▶ **選んだ文章**:
ヴァシティ・バニヤン日本公演

lithos2007-03-04

イギリスのシンガー・ソング・ライター、ヴァシティーバニヤンの来日公演にいった。10年前にはとても考えられなかったことだ。来日どころか70年にアルバムを1枚出したきり、完全に音楽業界と縁が切れていた人だからだ。そのアルバムというのも全く商業的に成功しなかったので早々に廃盤になっていて、今世紀に入ってから初めて再発された。再発盤のレビューには「マニアにとって、このアルバムを手に入れるのは聖杯を探し求めるかのような困難だった」と書いてある。「聖杯」は今はネットオークションで結構見かけるのだが、今でもオリジナル盤は10万以上の値段で落札される。日本では十数年前のカタログ本に写真入りで紹介され激賞されていた。こういった手に入る可能性がほとんど無いレアなアルバムを紹介する文章は、「僕は持っているのさ」という満足感に依っている部分が多く、ちょっと嫌味なのだが、そんなにいいというなら一度は聞いてみたいねぇ、と、嫁と話していたのが15年以上前だろうか。
ジャケットは藁葺きの古い農家の入り口に立つエプロン姿のヴァシティのそばに牛や馬の絵が書き添えられているもので、このジャケットの雰囲気の良さがアルバムのコレクターズ・アイテムとしての価値を高めている感もあった。
彼女は元々、60年代末にローリング・ストーンズのマネジャーの目にとまり「第二のマリアンヌ・フェイスフル」というキャッチでデビューした。このころのテレビ映像がYou Tubeにアップされている。アナウンサーが「ローリング・ストーンズが見つけた、可愛い子でーす」と紹介している。なんちゅう紹介の仕方か。にこりともせず、椅子に座って、か細い声で淡々と歌う。どこか虚ろな感じがこの時代のアイドルっぽいとも言えなくもない。
このプロモーションはあまり成功せず、本人も本意でなかったようで、彼女は音楽業界から離れ、スカイ島にあったドノヴァンのコミューン(キャンプ?)に参加するため、男友達と犬一匹と、雌馬一頭が引くごく小さな馬車で旅に出た。プロの歌手になりたいという気持ちは強かったようだが、商業的な展望もなく、業界人にあれこれ翻弄される日々に嫌気がさしていたようだ。

名前付き対象の指示エントリ

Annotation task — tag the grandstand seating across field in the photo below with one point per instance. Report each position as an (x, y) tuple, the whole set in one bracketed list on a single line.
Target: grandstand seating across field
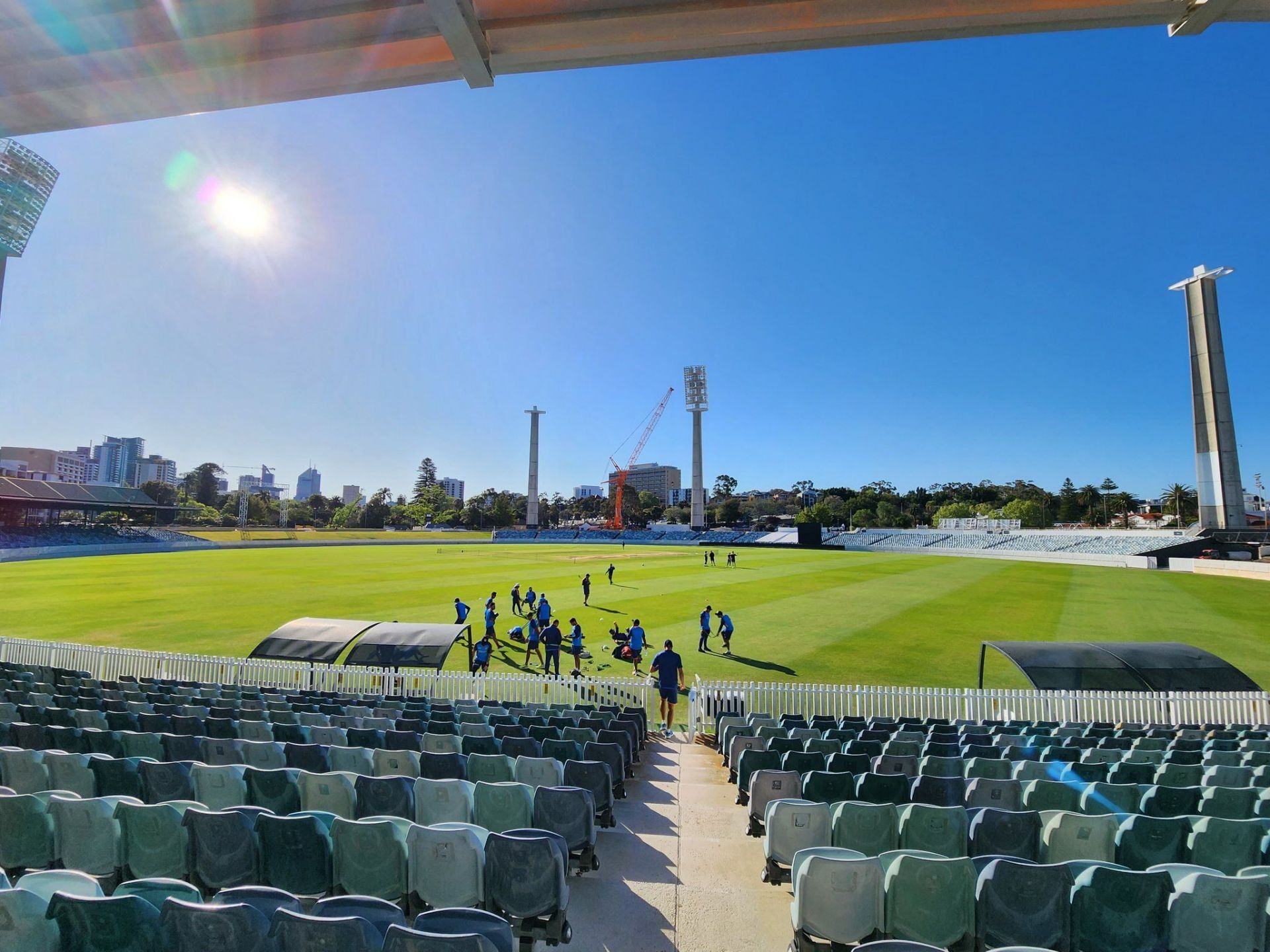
[(232, 819), (981, 836)]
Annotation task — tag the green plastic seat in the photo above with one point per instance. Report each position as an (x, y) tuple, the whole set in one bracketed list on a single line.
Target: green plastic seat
[(276, 790), (1228, 846), (219, 787), (154, 840), (26, 833), (988, 768), (332, 793), (930, 900), (70, 772), (295, 853), (1101, 799), (443, 801), (23, 771), (143, 744), (23, 923), (1228, 803), (1067, 837), (1118, 910), (1143, 842), (870, 829), (1053, 795), (106, 924), (1210, 913), (491, 768), (87, 834), (157, 890), (503, 807), (937, 829), (368, 857)]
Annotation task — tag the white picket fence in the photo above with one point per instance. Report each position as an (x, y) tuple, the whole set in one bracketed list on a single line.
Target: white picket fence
[(114, 663), (712, 697)]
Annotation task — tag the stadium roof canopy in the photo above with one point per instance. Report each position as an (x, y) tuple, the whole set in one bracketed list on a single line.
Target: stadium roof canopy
[(66, 63), (1119, 666), (318, 640), (40, 494), (404, 645), (379, 644)]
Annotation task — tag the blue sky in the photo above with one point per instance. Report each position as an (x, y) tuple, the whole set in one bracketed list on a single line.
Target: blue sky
[(919, 263)]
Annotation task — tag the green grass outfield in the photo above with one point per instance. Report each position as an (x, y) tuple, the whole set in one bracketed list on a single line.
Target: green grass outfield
[(817, 616)]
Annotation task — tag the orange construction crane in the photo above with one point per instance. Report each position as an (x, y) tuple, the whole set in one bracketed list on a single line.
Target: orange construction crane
[(619, 479)]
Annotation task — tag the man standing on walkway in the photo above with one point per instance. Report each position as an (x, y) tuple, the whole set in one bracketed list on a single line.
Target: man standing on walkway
[(552, 639), (668, 668), (726, 631)]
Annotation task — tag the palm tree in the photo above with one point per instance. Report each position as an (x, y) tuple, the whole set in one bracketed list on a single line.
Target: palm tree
[(1180, 498), (1089, 495), (1124, 506)]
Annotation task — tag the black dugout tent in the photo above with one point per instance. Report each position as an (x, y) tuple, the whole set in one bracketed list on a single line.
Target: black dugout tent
[(379, 644), (1119, 666)]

▶ **実施する課題**:
1/ 本文に基づいて、次の問いに答えよ。
(a) ヴァシティ・バニヤンが唯一のアルバムを出したのは何年か。
(b) そのアルバムのオリジナル盤は、今でもいくら以上の値段で落札されるか。
(c) デビューの際に使われたキャッチは何だったか。
2/ 本文中の「プロの歌手になりたいという気持ちは強かったようだが、商業的な展望もなく、業界人にあれこれ翻弄される日々に嫌気がさしていたようだ。」という一文を英語に訳せ。
3/ 本文の「イギリスのシンガー・ソング・」から「価値を高めている感もあった。」までを全部書き写してください。

▶ **練習問題の解答**:
1/
(a) 70年
(b) 10万以上
(c) 「第二のマリアンヌ・フェイスフル」

2/ She apparently had a strong desire to become a professional singer, but with no commercial prospects, she seems to have grown weary of days spent being tossed around by people in the industry.

3/
イギリスのシンガー・ソング・ライター、ヴァシティーバニヤンの来日公演にいった。10年前にはとても考えられなかったことだ。来日どころか70年にアルバムを1枚出したきり、完全に音楽業界と縁が切れていた人だからだ。そのアルバムというのも全く商業的に成功しなかったので早々に廃盤になっていて、今世紀に入ってから初めて再発された。再発盤のレビューには「マニアにとって、このアルバムを手に入れるのは聖杯を探し求めるかのような困難だった」と書いてある。「聖杯」は今はネットオークションで結構見かけるのだが、今でもオリジナル盤は10万以上の値段で落札される。日本では十数年前のカタログ本に写真入りで紹介され激賞されていた。こういった手に入る可能性がほとんど無いレアなアルバムを紹介する文章は、「僕は持っているのさ」という満足感に依っている部分が多く、ちょっと嫌味なのだが、そんなにいいというなら一度は聞いてみたいねぇ、と、嫁と話していたのが15年以上前だろうか。
ジャケットは藁葺きの古い農家の入り口に立つエプロン姿のヴァシティのそばに牛や馬の絵が書き添えられているもので、このジャケットの雰囲気の良さがアルバムのコレクターズ・アイテムとしての価値を高めている感もあった。